● **EXTRAIT DE PAGE**:
Détérioration des services

L’un des premiers chapitres d’Un Québec libre de ses choix montre l’évolution du contexte depuis la publication en 2005 de l’étude de François Legault. À Ottawa, le nombre de fonctionnaires et le coût des dépenses ont explosé. L’étude se réfère au Directeur parlementaire du budget : «Le DPB souligne que ces hausses, loin d'être ponctuelles, semblent installées dans l'appareil gouvernemental et que la population canadienne n'en ressent pas toujours les effets».

Il souligne «qu’on constate également que les services de la fonction publique se sont même détériorés, et qu'ils ne semblent pas être tous au niveau de ce qu'on s'attendrait de la fonction publique». L’étude du Parti Québécois se réfère encore du DPB pour montrer qu’Ottawa a de plus en plus recours à la sous-traitance, rappelant au passage le contrat de 100 millions $ accordé à la firme McKinsey.

Depuis 2015, le nombre de fonctionnaire a augmenté de 100 000 pour un coût supplémentaire de 20 milliards $, soit une hausse de 50%. Selon les projections de l’étude, la dette fédérale a doublé en dix ans, même s’il ne faut pas oublier que la moitié de cette hausse s’explique par les dépenses de la pandémie, comme la PCU, les subventions salariales et le coût des vaccins.

L’étude montre qu’Ottawa continue à subventionner l’industrie pétrolière : «Par exemple, le plus récent rapport du FMI (Fonds monétaire international) publié en août de cette année chiffrait les subventions canadiennes aux énergies fossiles à 51,5 milliards $ pour l’année 2022 seulement.»

Malgré la crise climatique, l’argent de nos impôts versés au fédéral soutient le développement d’une industrie qui menace sérieusement la santé de la planète. L’étude rappelle les coûts exorbitants de la réfection de l’oléoduc TransMountain et n’oublie pas de comptabiliser l’argent d’Ottawa pour nettoyer les anciens puits de pétrole dans l’Ouest.

● **CONSIGNE**:
Recopiez mot pour mot le passage de l'extrait sur la détérioration des services qui va de « Détérioration des services » jusqu'à « la firme McKinsey. » inclus.

● **DONNÉES ENREGISTRÉES**:
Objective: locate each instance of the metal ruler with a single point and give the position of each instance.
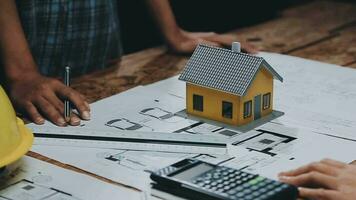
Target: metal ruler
(133, 140)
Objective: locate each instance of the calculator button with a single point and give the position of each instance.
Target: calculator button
(254, 187)
(240, 194)
(271, 193)
(263, 190)
(269, 187)
(226, 188)
(248, 191)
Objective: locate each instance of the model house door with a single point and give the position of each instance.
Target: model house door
(257, 107)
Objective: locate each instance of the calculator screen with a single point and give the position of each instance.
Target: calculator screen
(193, 172)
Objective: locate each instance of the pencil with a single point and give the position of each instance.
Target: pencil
(67, 109)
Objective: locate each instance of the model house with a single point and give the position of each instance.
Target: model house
(228, 86)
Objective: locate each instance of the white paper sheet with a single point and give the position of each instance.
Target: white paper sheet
(37, 180)
(289, 148)
(131, 168)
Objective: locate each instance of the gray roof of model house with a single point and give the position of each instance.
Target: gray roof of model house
(223, 69)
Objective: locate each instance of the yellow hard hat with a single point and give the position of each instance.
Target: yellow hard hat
(15, 138)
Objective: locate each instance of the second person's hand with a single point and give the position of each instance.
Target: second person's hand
(41, 97)
(186, 42)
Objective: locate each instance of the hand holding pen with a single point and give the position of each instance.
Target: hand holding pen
(41, 98)
(69, 116)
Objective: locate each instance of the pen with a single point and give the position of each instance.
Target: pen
(67, 109)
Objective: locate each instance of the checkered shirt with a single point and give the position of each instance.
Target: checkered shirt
(81, 33)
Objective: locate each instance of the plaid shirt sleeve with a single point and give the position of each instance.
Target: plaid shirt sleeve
(82, 33)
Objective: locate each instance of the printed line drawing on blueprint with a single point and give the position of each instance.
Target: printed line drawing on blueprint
(25, 189)
(34, 179)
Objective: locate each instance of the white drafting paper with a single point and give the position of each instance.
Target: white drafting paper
(267, 150)
(131, 168)
(155, 111)
(286, 149)
(37, 180)
(314, 95)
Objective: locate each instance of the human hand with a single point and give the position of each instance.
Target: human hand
(186, 42)
(324, 180)
(40, 97)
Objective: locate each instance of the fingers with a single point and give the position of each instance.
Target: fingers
(222, 39)
(318, 194)
(210, 43)
(227, 39)
(74, 120)
(50, 111)
(311, 179)
(316, 166)
(334, 163)
(249, 48)
(76, 98)
(202, 34)
(33, 113)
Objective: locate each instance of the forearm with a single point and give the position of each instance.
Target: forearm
(15, 53)
(163, 15)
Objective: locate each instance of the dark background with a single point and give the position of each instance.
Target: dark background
(139, 30)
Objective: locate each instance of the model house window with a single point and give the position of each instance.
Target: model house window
(247, 109)
(198, 102)
(227, 109)
(266, 101)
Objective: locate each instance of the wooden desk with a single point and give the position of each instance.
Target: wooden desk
(321, 30)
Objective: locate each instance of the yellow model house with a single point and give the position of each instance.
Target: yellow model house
(228, 86)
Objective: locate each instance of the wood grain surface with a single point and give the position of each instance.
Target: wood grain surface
(320, 30)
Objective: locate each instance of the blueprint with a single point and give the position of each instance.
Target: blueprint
(267, 150)
(37, 180)
(131, 168)
(318, 100)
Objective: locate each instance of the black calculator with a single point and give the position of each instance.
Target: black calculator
(195, 179)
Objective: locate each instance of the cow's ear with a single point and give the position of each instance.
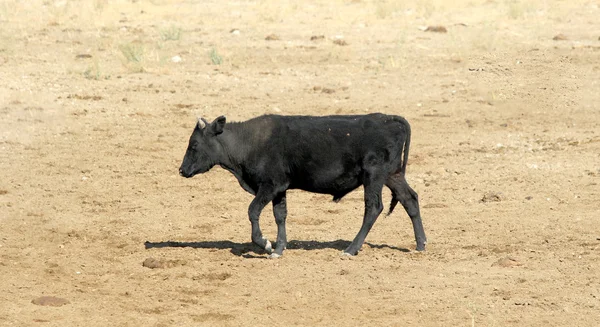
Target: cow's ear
(218, 124)
(202, 123)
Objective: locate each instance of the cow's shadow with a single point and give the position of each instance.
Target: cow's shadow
(250, 250)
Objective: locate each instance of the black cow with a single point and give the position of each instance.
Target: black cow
(332, 155)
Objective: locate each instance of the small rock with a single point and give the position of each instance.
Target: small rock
(560, 37)
(436, 29)
(507, 262)
(491, 197)
(51, 301)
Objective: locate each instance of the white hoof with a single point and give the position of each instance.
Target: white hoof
(274, 256)
(269, 247)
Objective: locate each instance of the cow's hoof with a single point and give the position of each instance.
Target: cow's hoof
(268, 247)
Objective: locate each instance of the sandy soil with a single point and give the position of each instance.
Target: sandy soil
(98, 98)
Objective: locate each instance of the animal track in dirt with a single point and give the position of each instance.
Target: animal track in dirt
(507, 262)
(213, 276)
(51, 301)
(153, 263)
(212, 316)
(85, 97)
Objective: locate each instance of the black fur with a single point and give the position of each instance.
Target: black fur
(331, 155)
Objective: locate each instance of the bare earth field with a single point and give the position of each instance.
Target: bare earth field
(98, 99)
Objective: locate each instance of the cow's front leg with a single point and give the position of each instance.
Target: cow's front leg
(280, 213)
(264, 196)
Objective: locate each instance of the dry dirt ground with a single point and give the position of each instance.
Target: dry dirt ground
(98, 98)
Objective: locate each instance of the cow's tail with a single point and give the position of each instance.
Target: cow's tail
(403, 163)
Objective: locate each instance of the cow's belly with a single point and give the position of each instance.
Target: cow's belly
(331, 180)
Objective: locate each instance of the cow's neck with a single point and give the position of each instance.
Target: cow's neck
(234, 142)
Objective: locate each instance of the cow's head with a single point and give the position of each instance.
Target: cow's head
(203, 149)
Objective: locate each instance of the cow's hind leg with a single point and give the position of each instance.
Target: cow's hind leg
(263, 197)
(373, 184)
(280, 213)
(409, 199)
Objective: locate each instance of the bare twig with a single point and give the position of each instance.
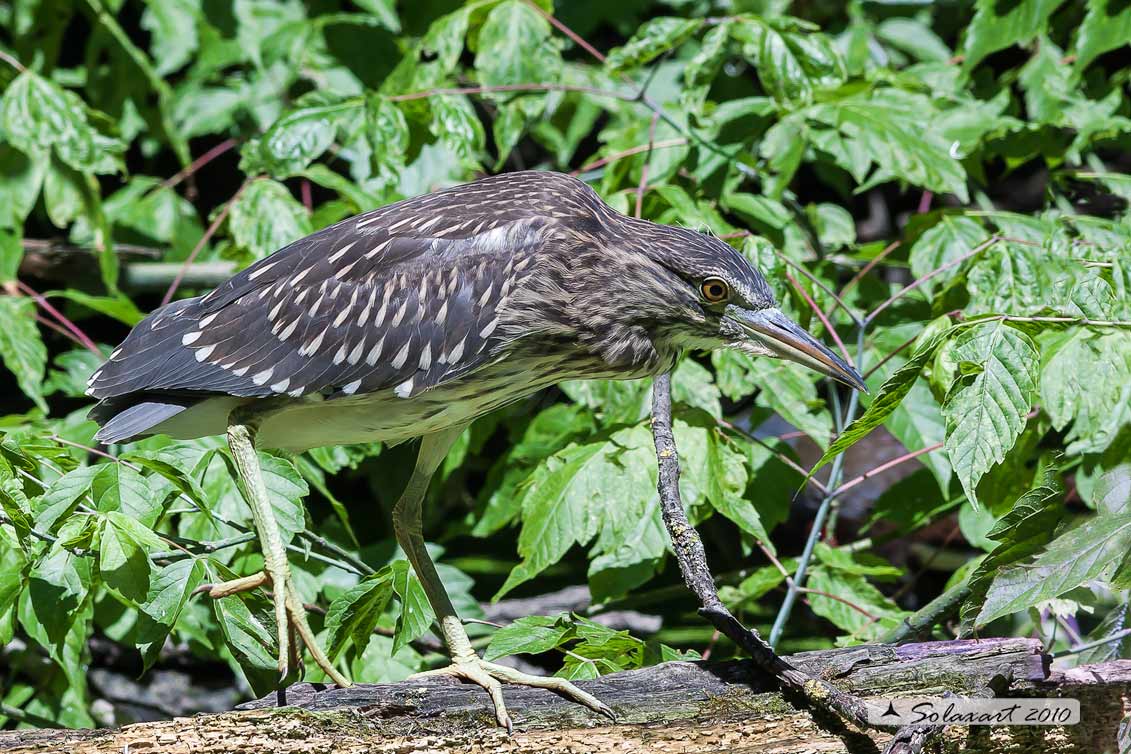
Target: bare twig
(692, 560)
(666, 144)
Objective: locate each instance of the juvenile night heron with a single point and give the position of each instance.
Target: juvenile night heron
(412, 320)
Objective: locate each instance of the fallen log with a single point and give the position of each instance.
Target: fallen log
(676, 707)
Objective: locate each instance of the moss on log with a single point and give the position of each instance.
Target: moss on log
(678, 707)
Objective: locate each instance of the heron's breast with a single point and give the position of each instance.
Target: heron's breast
(383, 416)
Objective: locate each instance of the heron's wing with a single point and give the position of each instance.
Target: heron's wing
(406, 296)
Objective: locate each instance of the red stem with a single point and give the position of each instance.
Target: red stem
(977, 250)
(200, 244)
(568, 32)
(628, 153)
(45, 305)
(198, 163)
(820, 315)
(887, 465)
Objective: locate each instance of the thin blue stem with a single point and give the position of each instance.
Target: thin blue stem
(822, 511)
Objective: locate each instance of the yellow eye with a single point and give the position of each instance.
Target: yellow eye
(715, 289)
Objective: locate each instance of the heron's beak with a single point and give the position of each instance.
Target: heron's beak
(785, 339)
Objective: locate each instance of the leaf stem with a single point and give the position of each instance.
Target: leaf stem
(822, 510)
(45, 305)
(204, 240)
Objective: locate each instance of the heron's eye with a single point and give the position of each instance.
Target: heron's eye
(715, 289)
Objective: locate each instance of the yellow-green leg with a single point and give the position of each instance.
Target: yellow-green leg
(290, 613)
(465, 663)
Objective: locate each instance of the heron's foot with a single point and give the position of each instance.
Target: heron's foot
(492, 676)
(291, 618)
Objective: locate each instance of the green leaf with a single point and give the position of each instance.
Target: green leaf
(123, 559)
(22, 348)
(652, 40)
(170, 589)
(355, 613)
(58, 583)
(888, 397)
(791, 63)
(784, 387)
(121, 487)
(266, 217)
(1086, 553)
(999, 25)
(986, 414)
(948, 240)
(516, 45)
(458, 127)
(1084, 381)
(172, 26)
(62, 495)
(387, 135)
(834, 225)
(527, 635)
(882, 129)
(1105, 27)
(602, 487)
(296, 139)
(250, 640)
(36, 115)
(416, 615)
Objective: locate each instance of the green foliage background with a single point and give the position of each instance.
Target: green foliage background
(969, 152)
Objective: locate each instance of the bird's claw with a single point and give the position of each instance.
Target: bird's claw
(492, 676)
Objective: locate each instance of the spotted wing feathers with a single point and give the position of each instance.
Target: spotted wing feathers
(404, 297)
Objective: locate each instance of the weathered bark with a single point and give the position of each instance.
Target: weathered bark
(676, 707)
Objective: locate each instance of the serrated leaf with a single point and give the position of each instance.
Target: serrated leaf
(387, 135)
(458, 127)
(170, 590)
(598, 487)
(792, 63)
(999, 25)
(123, 559)
(516, 45)
(172, 25)
(1106, 26)
(36, 115)
(286, 488)
(1084, 381)
(22, 348)
(652, 40)
(863, 611)
(266, 217)
(887, 398)
(416, 615)
(948, 240)
(1088, 552)
(985, 415)
(527, 635)
(355, 613)
(295, 139)
(882, 131)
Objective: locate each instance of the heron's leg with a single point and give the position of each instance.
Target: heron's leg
(290, 613)
(465, 663)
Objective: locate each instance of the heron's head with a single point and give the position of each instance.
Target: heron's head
(714, 297)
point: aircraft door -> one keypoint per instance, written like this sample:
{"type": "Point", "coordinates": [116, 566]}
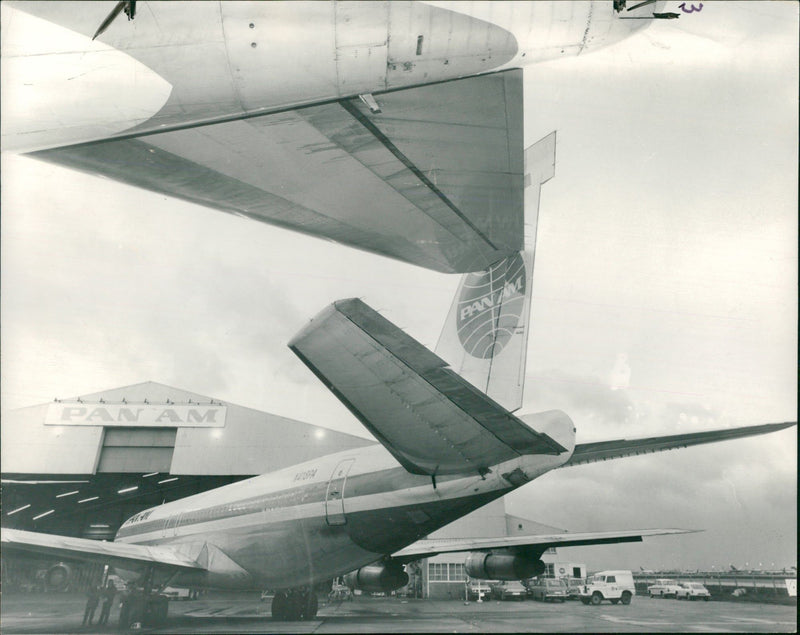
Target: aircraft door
{"type": "Point", "coordinates": [334, 497]}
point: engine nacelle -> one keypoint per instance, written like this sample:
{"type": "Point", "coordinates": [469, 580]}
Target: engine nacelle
{"type": "Point", "coordinates": [58, 577]}
{"type": "Point", "coordinates": [502, 566]}
{"type": "Point", "coordinates": [377, 577]}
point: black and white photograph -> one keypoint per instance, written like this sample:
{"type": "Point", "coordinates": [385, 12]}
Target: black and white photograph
{"type": "Point", "coordinates": [408, 316]}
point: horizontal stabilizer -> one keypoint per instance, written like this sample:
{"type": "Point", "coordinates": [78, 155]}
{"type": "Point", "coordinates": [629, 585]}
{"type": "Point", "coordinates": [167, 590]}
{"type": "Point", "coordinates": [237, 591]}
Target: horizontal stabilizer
{"type": "Point", "coordinates": [123, 555]}
{"type": "Point", "coordinates": [431, 547]}
{"type": "Point", "coordinates": [431, 419]}
{"type": "Point", "coordinates": [605, 450]}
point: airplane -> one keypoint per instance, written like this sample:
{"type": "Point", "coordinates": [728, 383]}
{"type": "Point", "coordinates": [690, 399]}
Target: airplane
{"type": "Point", "coordinates": [356, 122]}
{"type": "Point", "coordinates": [449, 443]}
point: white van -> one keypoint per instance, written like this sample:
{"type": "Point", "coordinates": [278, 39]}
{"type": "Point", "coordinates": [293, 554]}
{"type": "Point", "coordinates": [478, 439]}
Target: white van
{"type": "Point", "coordinates": [615, 586]}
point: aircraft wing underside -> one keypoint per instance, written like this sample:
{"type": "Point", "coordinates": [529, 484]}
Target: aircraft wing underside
{"type": "Point", "coordinates": [435, 178]}
{"type": "Point", "coordinates": [432, 420]}
{"type": "Point", "coordinates": [125, 556]}
{"type": "Point", "coordinates": [619, 448]}
{"type": "Point", "coordinates": [540, 542]}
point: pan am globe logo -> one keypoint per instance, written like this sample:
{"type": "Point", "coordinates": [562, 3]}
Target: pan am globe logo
{"type": "Point", "coordinates": [490, 307]}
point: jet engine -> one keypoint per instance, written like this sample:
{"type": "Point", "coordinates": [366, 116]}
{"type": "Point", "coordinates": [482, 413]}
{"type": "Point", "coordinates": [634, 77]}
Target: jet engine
{"type": "Point", "coordinates": [377, 577]}
{"type": "Point", "coordinates": [502, 566]}
{"type": "Point", "coordinates": [58, 577]}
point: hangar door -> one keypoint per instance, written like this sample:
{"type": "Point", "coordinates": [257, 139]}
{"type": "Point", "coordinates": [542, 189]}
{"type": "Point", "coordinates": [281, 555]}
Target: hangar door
{"type": "Point", "coordinates": [334, 497]}
{"type": "Point", "coordinates": [137, 450]}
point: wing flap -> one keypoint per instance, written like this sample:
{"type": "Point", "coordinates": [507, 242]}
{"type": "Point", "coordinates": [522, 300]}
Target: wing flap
{"type": "Point", "coordinates": [429, 418]}
{"type": "Point", "coordinates": [15, 541]}
{"type": "Point", "coordinates": [431, 547]}
{"type": "Point", "coordinates": [605, 450]}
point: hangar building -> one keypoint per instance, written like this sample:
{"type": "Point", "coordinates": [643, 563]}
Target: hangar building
{"type": "Point", "coordinates": [82, 466]}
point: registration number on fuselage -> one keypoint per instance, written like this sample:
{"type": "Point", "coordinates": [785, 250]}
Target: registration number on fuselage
{"type": "Point", "coordinates": [305, 475]}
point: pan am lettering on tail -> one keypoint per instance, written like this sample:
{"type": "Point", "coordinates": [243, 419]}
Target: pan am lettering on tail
{"type": "Point", "coordinates": [449, 444]}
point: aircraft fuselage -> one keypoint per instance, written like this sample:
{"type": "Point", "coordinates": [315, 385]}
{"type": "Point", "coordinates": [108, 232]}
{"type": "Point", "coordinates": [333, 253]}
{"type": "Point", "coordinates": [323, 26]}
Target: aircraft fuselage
{"type": "Point", "coordinates": [318, 519]}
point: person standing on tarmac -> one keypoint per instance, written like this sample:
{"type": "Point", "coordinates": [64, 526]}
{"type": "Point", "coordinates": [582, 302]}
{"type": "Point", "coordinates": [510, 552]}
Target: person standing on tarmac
{"type": "Point", "coordinates": [91, 605]}
{"type": "Point", "coordinates": [108, 601]}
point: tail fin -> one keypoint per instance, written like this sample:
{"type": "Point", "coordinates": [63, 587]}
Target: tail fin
{"type": "Point", "coordinates": [485, 336]}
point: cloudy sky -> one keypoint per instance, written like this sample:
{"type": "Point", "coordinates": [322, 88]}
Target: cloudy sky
{"type": "Point", "coordinates": [665, 291]}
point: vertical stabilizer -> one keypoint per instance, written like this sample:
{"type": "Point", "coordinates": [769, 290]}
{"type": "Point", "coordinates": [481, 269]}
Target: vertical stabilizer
{"type": "Point", "coordinates": [485, 336]}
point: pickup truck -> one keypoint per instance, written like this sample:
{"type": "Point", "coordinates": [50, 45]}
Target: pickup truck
{"type": "Point", "coordinates": [692, 591]}
{"type": "Point", "coordinates": [614, 586]}
{"type": "Point", "coordinates": [663, 588]}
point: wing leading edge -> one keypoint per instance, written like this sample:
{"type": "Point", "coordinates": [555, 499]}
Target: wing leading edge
{"type": "Point", "coordinates": [126, 556]}
{"type": "Point", "coordinates": [431, 547]}
{"type": "Point", "coordinates": [431, 419]}
{"type": "Point", "coordinates": [619, 448]}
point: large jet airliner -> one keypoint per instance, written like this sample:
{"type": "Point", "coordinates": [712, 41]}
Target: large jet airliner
{"type": "Point", "coordinates": [395, 127]}
{"type": "Point", "coordinates": [449, 444]}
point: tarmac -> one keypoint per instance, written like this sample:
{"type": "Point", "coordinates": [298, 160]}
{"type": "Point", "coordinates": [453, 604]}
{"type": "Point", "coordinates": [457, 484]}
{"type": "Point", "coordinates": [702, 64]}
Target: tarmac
{"type": "Point", "coordinates": [245, 613]}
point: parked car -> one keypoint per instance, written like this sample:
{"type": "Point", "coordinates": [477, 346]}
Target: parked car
{"type": "Point", "coordinates": [177, 593]}
{"type": "Point", "coordinates": [478, 589]}
{"type": "Point", "coordinates": [692, 591]}
{"type": "Point", "coordinates": [509, 589]}
{"type": "Point", "coordinates": [663, 588]}
{"type": "Point", "coordinates": [615, 586]}
{"type": "Point", "coordinates": [544, 589]}
{"type": "Point", "coordinates": [574, 586]}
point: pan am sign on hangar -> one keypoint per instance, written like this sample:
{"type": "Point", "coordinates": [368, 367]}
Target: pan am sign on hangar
{"type": "Point", "coordinates": [156, 415]}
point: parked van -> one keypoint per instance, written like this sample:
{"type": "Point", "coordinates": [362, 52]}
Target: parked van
{"type": "Point", "coordinates": [615, 586]}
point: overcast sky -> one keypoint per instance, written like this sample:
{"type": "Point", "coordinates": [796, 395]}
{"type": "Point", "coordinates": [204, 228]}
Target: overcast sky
{"type": "Point", "coordinates": [665, 290]}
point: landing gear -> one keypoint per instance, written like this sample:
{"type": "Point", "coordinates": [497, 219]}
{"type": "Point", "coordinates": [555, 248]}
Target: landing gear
{"type": "Point", "coordinates": [294, 604]}
{"type": "Point", "coordinates": [143, 607]}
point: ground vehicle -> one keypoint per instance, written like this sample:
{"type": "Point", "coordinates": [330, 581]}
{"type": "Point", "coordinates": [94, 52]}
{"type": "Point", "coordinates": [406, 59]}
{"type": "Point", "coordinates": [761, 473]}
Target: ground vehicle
{"type": "Point", "coordinates": [692, 591]}
{"type": "Point", "coordinates": [615, 586]}
{"type": "Point", "coordinates": [574, 586]}
{"type": "Point", "coordinates": [177, 593]}
{"type": "Point", "coordinates": [509, 589]}
{"type": "Point", "coordinates": [545, 589]}
{"type": "Point", "coordinates": [663, 588]}
{"type": "Point", "coordinates": [477, 589]}
{"type": "Point", "coordinates": [340, 592]}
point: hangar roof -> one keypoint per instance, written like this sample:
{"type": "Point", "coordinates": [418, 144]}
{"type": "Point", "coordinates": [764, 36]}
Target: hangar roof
{"type": "Point", "coordinates": [81, 466]}
{"type": "Point", "coordinates": [153, 427]}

● **RÉPONSE ATTENDUE**:
Détérioration des services

L’un des premiers chapitres d’Un Québec libre de ses choix montre l’évolution du contexte depuis la publication en 2005 de l’étude de François Legault. À Ottawa, le nombre de fonctionnaires et le coût des dépenses ont explosé. L’étude se réfère au Directeur parlementaire du budget : «Le DPB souligne que ces hausses, loin d'être ponctuelles, semblent installées dans l'appareil gouvernemental et que la population canadienne n'en ressent pas toujours les effets».

Il souligne «qu’on constate également que les services de la fonction publique se sont même détériorés, et qu'ils ne semblent pas être tous au niveau de ce qu'on s'attendrait de la fonction publique». L’étude du Parti Québécois se réfère encore du DPB pour montrer qu’Ottawa a de plus en plus recours à la sous-traitance, rappelant au passage le contrat de 100 millions $ accordé à la firme McKinsey.